* **What is expected**
Copy out every record precisely.

* **Provided records**
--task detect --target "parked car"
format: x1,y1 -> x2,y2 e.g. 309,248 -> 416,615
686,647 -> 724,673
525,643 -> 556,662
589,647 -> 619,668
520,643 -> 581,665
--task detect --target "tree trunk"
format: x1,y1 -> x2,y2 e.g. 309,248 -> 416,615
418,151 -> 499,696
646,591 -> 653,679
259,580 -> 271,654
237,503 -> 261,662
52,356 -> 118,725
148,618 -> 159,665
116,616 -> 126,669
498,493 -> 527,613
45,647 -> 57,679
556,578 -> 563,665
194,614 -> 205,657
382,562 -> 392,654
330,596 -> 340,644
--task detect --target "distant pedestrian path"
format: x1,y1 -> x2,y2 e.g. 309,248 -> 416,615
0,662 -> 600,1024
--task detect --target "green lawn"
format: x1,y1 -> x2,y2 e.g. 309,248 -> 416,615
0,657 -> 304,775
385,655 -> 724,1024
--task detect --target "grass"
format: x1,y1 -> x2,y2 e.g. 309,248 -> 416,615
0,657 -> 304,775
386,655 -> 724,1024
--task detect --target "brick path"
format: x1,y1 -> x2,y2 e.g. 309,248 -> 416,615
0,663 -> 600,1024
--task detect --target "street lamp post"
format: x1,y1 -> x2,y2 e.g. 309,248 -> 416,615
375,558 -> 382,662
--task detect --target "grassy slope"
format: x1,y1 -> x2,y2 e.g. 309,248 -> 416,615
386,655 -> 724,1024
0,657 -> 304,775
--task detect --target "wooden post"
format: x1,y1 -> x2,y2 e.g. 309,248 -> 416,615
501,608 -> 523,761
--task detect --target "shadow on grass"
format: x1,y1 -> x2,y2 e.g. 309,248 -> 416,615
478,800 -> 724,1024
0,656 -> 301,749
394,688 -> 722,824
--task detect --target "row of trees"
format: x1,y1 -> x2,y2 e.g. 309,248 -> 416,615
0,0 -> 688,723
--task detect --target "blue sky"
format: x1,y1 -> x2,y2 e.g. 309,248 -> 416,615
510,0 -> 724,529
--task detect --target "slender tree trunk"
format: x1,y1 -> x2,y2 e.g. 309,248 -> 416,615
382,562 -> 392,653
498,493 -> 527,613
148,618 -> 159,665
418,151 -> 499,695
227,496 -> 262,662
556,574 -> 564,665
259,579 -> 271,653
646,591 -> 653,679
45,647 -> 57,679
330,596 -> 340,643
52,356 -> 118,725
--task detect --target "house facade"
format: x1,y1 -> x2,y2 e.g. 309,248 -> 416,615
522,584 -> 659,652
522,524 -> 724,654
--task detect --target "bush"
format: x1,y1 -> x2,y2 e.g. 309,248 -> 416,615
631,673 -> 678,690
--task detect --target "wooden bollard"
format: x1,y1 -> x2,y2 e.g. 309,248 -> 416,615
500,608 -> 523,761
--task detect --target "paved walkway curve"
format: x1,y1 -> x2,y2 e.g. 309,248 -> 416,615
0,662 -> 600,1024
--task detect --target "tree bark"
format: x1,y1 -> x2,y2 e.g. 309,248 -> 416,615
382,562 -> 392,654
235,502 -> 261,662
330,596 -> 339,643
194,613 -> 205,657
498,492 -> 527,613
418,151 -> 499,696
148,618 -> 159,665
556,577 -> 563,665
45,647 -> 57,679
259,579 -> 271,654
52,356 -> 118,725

* **Result below**
--task detect --target "parked car"
format: x1,y1 -> x2,y2 e.g. 309,248 -> 416,615
686,647 -> 724,673
525,643 -> 556,662
589,647 -> 619,668
520,643 -> 581,665
--task detect --target "tree trunk"
format: x1,y1 -> x2,y2 e.g. 309,248 -> 416,615
418,151 -> 499,696
646,591 -> 653,679
259,580 -> 271,654
237,503 -> 261,662
52,356 -> 118,725
148,618 -> 159,665
116,616 -> 126,669
498,493 -> 527,613
45,647 -> 57,679
556,578 -> 563,665
194,614 -> 205,657
382,562 -> 392,654
330,596 -> 340,644
--task detect --target "distant pedestrian path"
format: x1,y1 -> x2,y2 e.g. 309,248 -> 416,615
0,662 -> 600,1024
--task detect --target "green lawn"
format: x1,y1 -> x2,y2 e.g. 309,248 -> 416,615
0,657 -> 304,775
385,655 -> 724,1024
--task detect --target "grass"
format: x1,y1 -> x2,y2 e.g. 309,248 -> 416,615
0,657 -> 304,775
386,655 -> 724,1024
--task detect --target "brick path"
format: x1,y1 -> x2,y2 e.g. 309,248 -> 416,615
0,663 -> 600,1024
--task detect --target "street lamp post"
format: x1,y1 -> x2,y2 e.g. 309,248 -> 416,615
375,558 -> 382,662
--task detect --target "grassy slope"
format: x1,y1 -> x2,y2 e.g. 309,248 -> 416,615
386,655 -> 724,1024
0,657 -> 304,775
--task detect --target "wooden post"
format: x1,y1 -> x2,y2 e.g. 309,248 -> 416,615
501,608 -> 523,761
--task detect --target "shadow on grass"
format: x1,y1 -> x2,y2 e.g. 309,248 -> 416,615
478,800 -> 724,1024
0,656 -> 301,749
394,688 -> 722,824
--task detect --target "row of trees"
format: x1,y1 -> x2,y2 e.g. 309,248 -> 416,615
0,0 -> 688,723
--task detect --target "blue sky"
format: x1,y1 -> x2,y2 e.g. 309,248 -> 416,615
510,0 -> 724,529
--task detect --target "slender tree trunk"
format: x1,y1 -> x2,y2 e.g. 309,248 -> 416,615
382,562 -> 392,653
498,493 -> 527,613
148,618 -> 159,665
418,151 -> 499,695
227,496 -> 262,662
556,574 -> 564,665
259,579 -> 271,653
646,591 -> 653,679
45,647 -> 57,679
330,596 -> 340,643
52,356 -> 118,725
--task detect --target "house facade"
format: x1,y1 -> x2,y2 e.g. 309,248 -> 416,615
522,584 -> 659,652
522,524 -> 724,654
--task detect --target "bush"
format: x1,y1 -> x2,y2 e.g. 309,248 -> 416,615
631,673 -> 678,690
--task detect --target "wooden bollard"
format: x1,y1 -> x2,y2 e.g. 309,248 -> 416,615
500,608 -> 523,761
--task detect --target "paved walkway curve"
format: x1,y1 -> x2,y2 e.g. 309,248 -> 416,615
0,662 -> 600,1024
--task detect --target "tree bark"
format: x1,y1 -> x2,y2 e.g. 309,248 -> 416,615
382,562 -> 392,654
235,502 -> 261,662
330,596 -> 339,643
194,613 -> 205,657
498,492 -> 527,613
418,151 -> 499,696
148,618 -> 159,665
556,577 -> 563,665
45,647 -> 57,679
259,579 -> 271,654
52,356 -> 118,725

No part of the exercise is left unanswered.